------ Entries supplied ------

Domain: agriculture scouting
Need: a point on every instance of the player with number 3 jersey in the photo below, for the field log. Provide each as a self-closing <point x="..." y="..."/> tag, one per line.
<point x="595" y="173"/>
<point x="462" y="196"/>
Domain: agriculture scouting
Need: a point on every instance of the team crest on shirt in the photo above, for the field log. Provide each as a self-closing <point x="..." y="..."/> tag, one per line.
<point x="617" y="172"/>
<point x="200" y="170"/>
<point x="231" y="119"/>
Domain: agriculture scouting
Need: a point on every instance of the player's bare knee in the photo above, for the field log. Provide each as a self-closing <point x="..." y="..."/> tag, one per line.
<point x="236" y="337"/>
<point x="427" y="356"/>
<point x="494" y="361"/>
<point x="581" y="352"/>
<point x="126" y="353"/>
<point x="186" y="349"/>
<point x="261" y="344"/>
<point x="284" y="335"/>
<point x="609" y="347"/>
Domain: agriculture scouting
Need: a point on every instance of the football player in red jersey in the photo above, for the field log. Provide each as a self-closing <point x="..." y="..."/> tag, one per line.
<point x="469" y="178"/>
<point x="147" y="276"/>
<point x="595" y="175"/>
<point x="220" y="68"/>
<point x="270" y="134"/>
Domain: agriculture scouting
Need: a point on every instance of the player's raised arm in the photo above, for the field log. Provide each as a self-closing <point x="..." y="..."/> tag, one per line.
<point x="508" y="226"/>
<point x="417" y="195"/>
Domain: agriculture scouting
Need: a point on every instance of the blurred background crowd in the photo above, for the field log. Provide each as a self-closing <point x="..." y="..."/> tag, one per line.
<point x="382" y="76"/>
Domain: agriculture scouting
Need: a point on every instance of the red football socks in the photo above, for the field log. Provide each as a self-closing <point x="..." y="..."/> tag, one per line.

------

What you have to do – Repeat each of the records exactly as written.

The answer –
Domain: agriculture scouting
Need: a point on every instance of the player with number 3 jersey in the photo below, for the field log. Provide each as a self-closing <point x="..." y="..."/> tag, one per line.
<point x="595" y="173"/>
<point x="462" y="196"/>
Domain: agriculture scouting
Need: a point on every instance of the team crest on shirt in the photo above, for the field log. Provide each as a self-closing <point x="..." y="..."/> tag, one per line.
<point x="617" y="172"/>
<point x="200" y="170"/>
<point x="231" y="119"/>
Domain: agriculture scouting
Need: a point on every instance of the player's bare knee in the photo above, for the field log. Provide each as a self-closing <point x="..." y="..."/> tag, one per line.
<point x="236" y="337"/>
<point x="427" y="356"/>
<point x="494" y="361"/>
<point x="581" y="352"/>
<point x="126" y="353"/>
<point x="186" y="349"/>
<point x="261" y="344"/>
<point x="284" y="335"/>
<point x="609" y="347"/>
Domain: agriculture scouting
Need: a point on every instance of the football player in red jersey in the photo above, for the field log. Provide each as a self-closing <point x="..." y="..."/> tag, one per line.
<point x="469" y="178"/>
<point x="147" y="276"/>
<point x="595" y="175"/>
<point x="220" y="68"/>
<point x="270" y="134"/>
Domain: agriculture scouting
Need: a point on every instance of the player's raised arm in the photo above, for the field log. Provide each as a self-closing <point x="..." y="..."/> tag, one per line.
<point x="508" y="226"/>
<point x="417" y="195"/>
Domain: agriculture scouting
Need: a point on every instance of the blurred background crowd in the photo above, for the field log. Provide each as a self-closing <point x="..." y="..."/> tag, one per line.
<point x="382" y="76"/>
Domain: agriculture scouting
Need: a point on every instance of the red football socks in the photo above, for the field log. Provide each as a self-closing <point x="..." y="..."/> tag, one per line.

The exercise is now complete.